• Aim of the exercise: Consider the listing below. Extract exactly the lines from the line containing "column 63, row 242" to the line containing "Where can the asphalt", both included.

• Information provided:

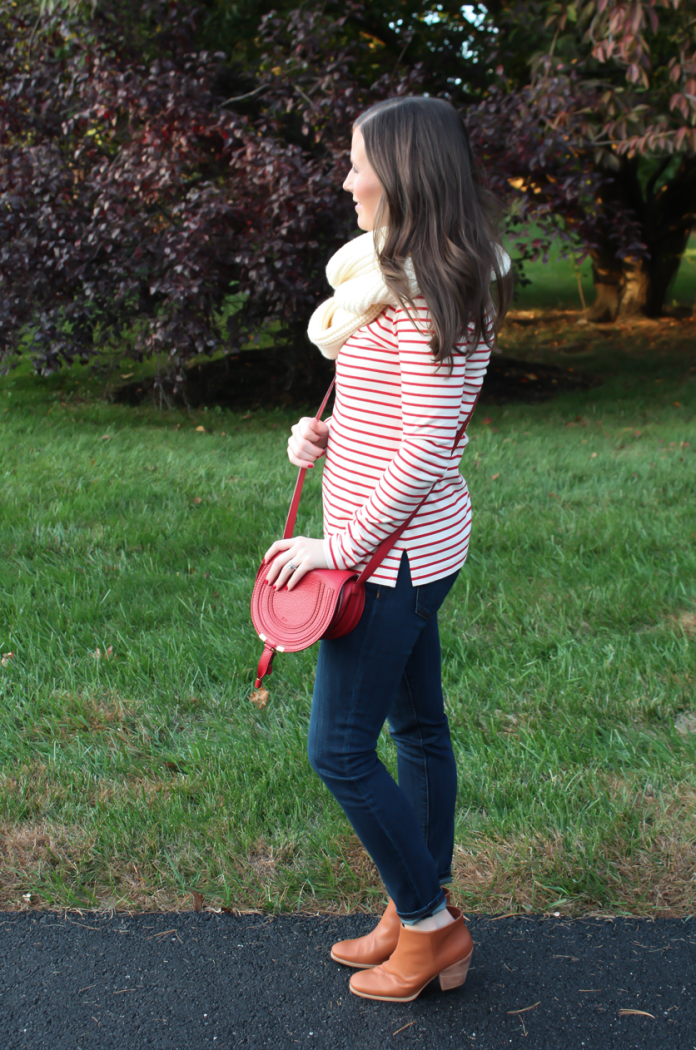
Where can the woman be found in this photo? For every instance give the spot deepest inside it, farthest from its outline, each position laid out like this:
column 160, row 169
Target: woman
column 410, row 327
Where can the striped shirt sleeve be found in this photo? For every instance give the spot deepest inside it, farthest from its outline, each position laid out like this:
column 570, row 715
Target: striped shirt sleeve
column 431, row 400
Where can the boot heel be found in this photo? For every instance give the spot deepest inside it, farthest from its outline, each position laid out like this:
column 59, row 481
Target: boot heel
column 455, row 975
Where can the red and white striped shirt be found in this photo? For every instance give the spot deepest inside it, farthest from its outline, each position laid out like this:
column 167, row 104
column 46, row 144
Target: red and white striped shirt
column 391, row 440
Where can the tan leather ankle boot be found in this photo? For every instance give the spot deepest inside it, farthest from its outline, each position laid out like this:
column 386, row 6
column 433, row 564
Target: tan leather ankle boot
column 363, row 952
column 418, row 959
column 374, row 948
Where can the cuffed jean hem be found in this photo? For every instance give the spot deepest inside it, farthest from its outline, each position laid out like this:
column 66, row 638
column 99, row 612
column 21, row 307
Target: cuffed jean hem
column 412, row 922
column 437, row 905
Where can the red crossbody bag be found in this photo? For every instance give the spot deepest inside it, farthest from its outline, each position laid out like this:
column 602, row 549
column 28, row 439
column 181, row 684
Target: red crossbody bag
column 325, row 603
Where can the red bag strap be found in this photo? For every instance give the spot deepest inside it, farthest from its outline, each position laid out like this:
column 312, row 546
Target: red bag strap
column 385, row 546
column 294, row 503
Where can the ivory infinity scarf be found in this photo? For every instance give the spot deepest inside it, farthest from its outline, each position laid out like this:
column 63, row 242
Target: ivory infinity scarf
column 359, row 295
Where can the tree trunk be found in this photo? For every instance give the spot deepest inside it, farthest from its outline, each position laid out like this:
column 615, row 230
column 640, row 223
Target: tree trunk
column 625, row 292
column 635, row 287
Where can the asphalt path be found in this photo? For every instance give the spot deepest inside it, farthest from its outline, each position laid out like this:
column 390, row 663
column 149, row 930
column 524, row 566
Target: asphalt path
column 206, row 982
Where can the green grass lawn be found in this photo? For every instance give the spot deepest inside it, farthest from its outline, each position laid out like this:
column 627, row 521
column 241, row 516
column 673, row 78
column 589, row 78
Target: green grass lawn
column 133, row 769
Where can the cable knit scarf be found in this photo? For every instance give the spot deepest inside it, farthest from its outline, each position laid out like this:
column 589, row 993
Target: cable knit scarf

• Answer:
column 63, row 242
Target: ivory infinity scarf
column 359, row 295
Where can the tree trunk be found in this photo? For every instance give the spot deepest inside it, farthest from its outline, each position laid out like this:
column 615, row 230
column 640, row 223
Target: tree trunk
column 625, row 292
column 635, row 287
Where can the asphalt path be found in this photo? For every instance give the spot deepest inside it, farthest from its outline, each position laid out like this:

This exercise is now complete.